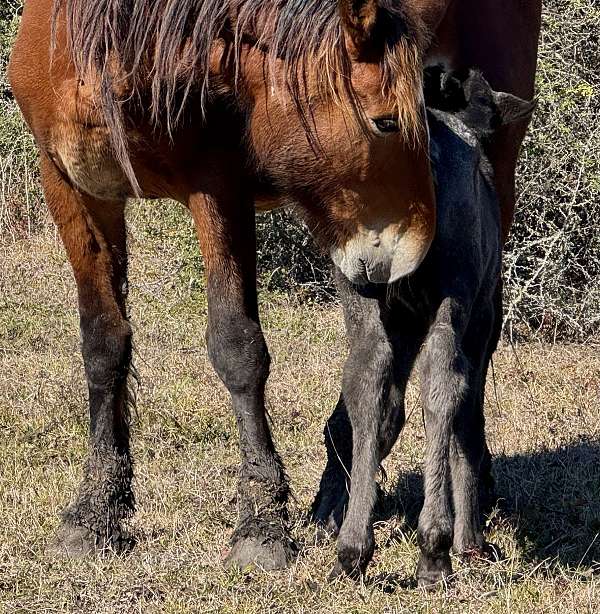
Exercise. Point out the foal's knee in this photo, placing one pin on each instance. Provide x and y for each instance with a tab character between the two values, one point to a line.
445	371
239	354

================================

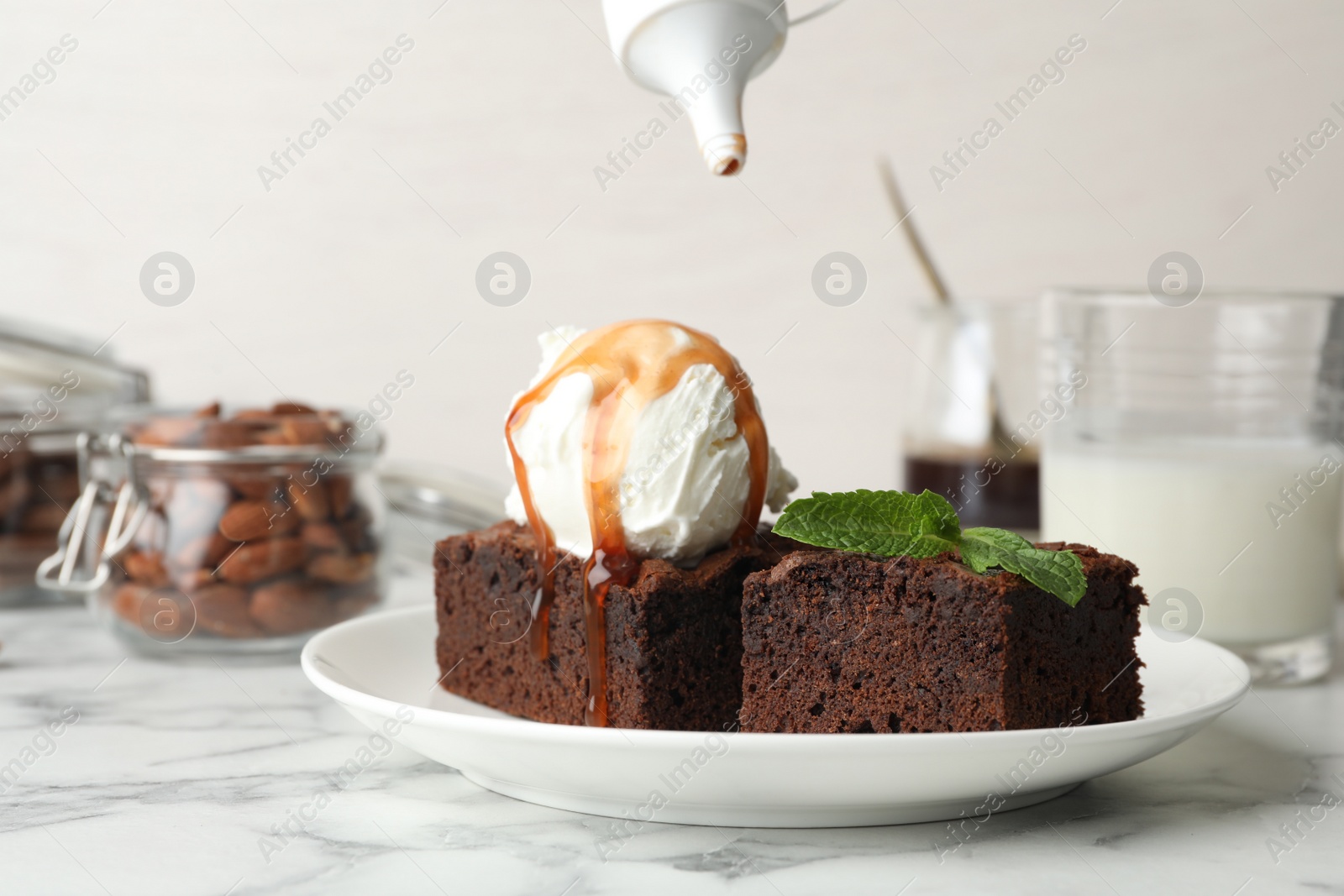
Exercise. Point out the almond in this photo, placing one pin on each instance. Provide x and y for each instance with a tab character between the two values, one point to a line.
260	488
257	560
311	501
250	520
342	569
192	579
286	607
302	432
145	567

================================

**Your goal**
Return, unchanged, each line of the records that contains the word "between".

**Correct response**
Exercise. Point out the foal's knee in this photo, placing one pin on each instance. Provide x and y for each instance with a tab character between the two values, one point to a line.
Exercise. Point out the almond in this photo, placing one pin on each instance. Provide x and y for each instance with a tab character between the two values, one point to a line.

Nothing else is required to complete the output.